• _TEXTO DE LEITURA_
—————

Os mortos também falam na "Praia Formosa": uma conversa com Julia de Simone sobre a memória de uma cidade
A cidade como ferida aberta, memórias em ruínas e um palco para espectros prontamente a serem apagados em nome do Progresso, amnésia desculpa no cognome do futuro. Em “Praia Formosa”, Julia de Simone avança por esse Rio de Janeiro enterrado sob o concreto da modernidade, escava-o sem recursos a arqueologia, e desses achados extrai as histórias negadas pelo Poder estabelecido ou negligenciadas com a ordem estampada na bandeira. Não há aqui qualquer saudade colonial e tampouco reconstituição apaziguadora: existe sim, um confronto.
Depois de se dedicar a obras de índole documental, Julia encerra a sua trilogia portuária com “Praia Formosa” (apresentado no Festival de Roterdão de 2024, e estreado nas salas portuguesas recentemente), um delírio temporal e performativo onde acompanhamos Muanza, mulher escravizada no século XIX, num presente onde a sua história se assume resistência, reencontro e reimaginação.
Em conversa com o Cinematograficamente Falando…, a realizadora partilha o que move esta procura, o papel da cidade como corpo político e o desafio de encenar o passado sem lhe roubar a complexidade. Tudo o que “Praia Formosa” carrega: tempo, memória e forma.
Com “Praia Formosa”, termina a sua trilogia sobre a zona portuária do Rio [“O Porto”, “Rapacidade”], um território de disputas e fantasmas. Considera que filmar esse espaço é também um gesto de exorcismo ou de reencantamento da cidade?
Para dizer a verdade, considero que é uma busca pelo reencantamento da cidade. O filme faz todo um exercício de tentar encontrar um outro modo de ver esses espaços — esses espaços e esses tempos — encarando-os como uma sobreposição de temporalidades, de facto. É uma forma de mudar um pouco a perspectiva sobre como podemos entender, perceber e se relacionar com a região portuária, com o Rio de Janeiro e com a história da cidade como um todo.
Sobre a protagonista, Muanza (Lucília Raimundo, “Um Animal Amarelo”), deslocada no tempo, parece ser uma espécie de corpo-arquivo. Foi sua intenção que ela personificasse esse Brasil que caminha, mas sem nunca sarar as suas cicatrizes históricas?

—————

• _MATERIAL DE BASE_
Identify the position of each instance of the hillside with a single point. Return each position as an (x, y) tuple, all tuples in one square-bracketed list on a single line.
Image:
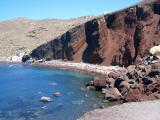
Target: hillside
[(119, 38), (22, 34)]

—————

• _TAREFAS_
1. Consegue resumir em duas frases a entrevista sobre “Praia Formosa”?
2. Pode reescrever o trecho da entrevista sobre “Praia Formosa” que vai de "Em conversa com" até "memória e forma.", substituindo "a realizadora" por "a cineasta"?
3. Consegue escrever a parte que se segue na entrevista sobre “Praia Formosa”, a partir da última frase apresentada?

• _RESPOSTAS POR TAREFA_
1. Com “Praia Formosa”, Julia de Simone encerra a sua trilogia sobre a zona portuária do Rio e acompanha Muanza, mulher escravizada no século XIX, num presente onde a sua história se assume resistência, reencontro e reimaginação. Em conversa com o Cinematograficamente Falando…, a realizadora afirma que filmar esse espaço é uma busca pelo reencantamento da cidade, encarando-a como uma sobreposição de temporalidades.

2.
Em conversa com o Cinematograficamente Falando…, a cineasta partilha o que move esta procura, o papel da cidade como corpo político e o desafio de encenar o passado sem lhe roubar a complexidade. Tudo o que “Praia Formosa” carrega: tempo, memória e forma.

3.
Um aglomerar, sim. Ela traz uma certa presentificação dessa história, mas não só do ponto de vista simbólico. Existe uma concretude muito grande na personagem, que se conecta com a história das pessoas que ainda hoje vivem naquele lugar, na forma como se relacionam com esses espaços. A busca foi justamente essa: tentar trazer, não só na personagem, mas na construção do filme como um todo, todos esses elementos que, de alguma maneira, condensam tempos e espaços. Então, nesse sentido, sim, ela presentifica uma historicidade, mas também tem uma presença muito corporal, encarnada nesse presente, nessa história da Muanza.
O seu filme faz eco com outros conterrâneos, assim de repente recorda-me “Todos os Mortos”, de Marco Dutra e Caetano Gotardo, ao confrontar uma ideia muito precisa: o progresso urbano como agente de apagamento. Como se filma uma cidade cuja modernização parece construída sobre a negação das suas próprias fundações?
Sim. Acho que há, de facto, uma tentativa constante de apagamento, mas esse apagamento nunca se dá por completo. Felizmente, ele não é totalmente exitoso. O filme tenta justamente encontrar formas de olhar para aquilo que resiste a esse apagamento. Não apenas os vestígios materiais da cidade (a concretude dos objetos arqueológicos, por exemplo), mas também a vida, a presença das pessoas que ainda hoje habitam esses espaços.
Durante o processo de escrita e pesquisa do filme, conhecemos a mãe Celina, uma mãe de Santo da região portuária, que participou junto da equipa de arqueologia na identificação de objectos. A experiência dela, a presença dela, é muito viva. Então, não estamos a falar de algo apagado, e sim de algo que resiste … e resiste de muitas formas, sobretudo na experiência das pessoas.
A sua obra parte de investigações históricas, mas chega à ficção como um ato político e poético. Como se encontra o equilíbrio entre o rigor da memória e a liberdade da fabulação?
Sim. Penso que o filme aposta muito nessa coexistência, não só de elementos históricos e ficcionais, mas também numa coexistência estética. Como os elementos que encontramos são muito heterogéneos, as escolhas formais acabam por acompanhar essa diversidade Por exemplo, no início do filme, a sequência da casa — mais ligada à presença da corte, através da personagem da Catarina — tem um modo de encenação mais marcado, mais desenhado. De certa forma, isso dialoga com a teatralização da própria corte, com essa encenação de um poder falido que, ainda assim, insiste em manter uma aparência. Por outro lado, a Muanza tem uma relação mais física, mais encarnada com os espaços. A sua atuação é mais performativa e isso conduz o filme a outro modo de ver e sentir.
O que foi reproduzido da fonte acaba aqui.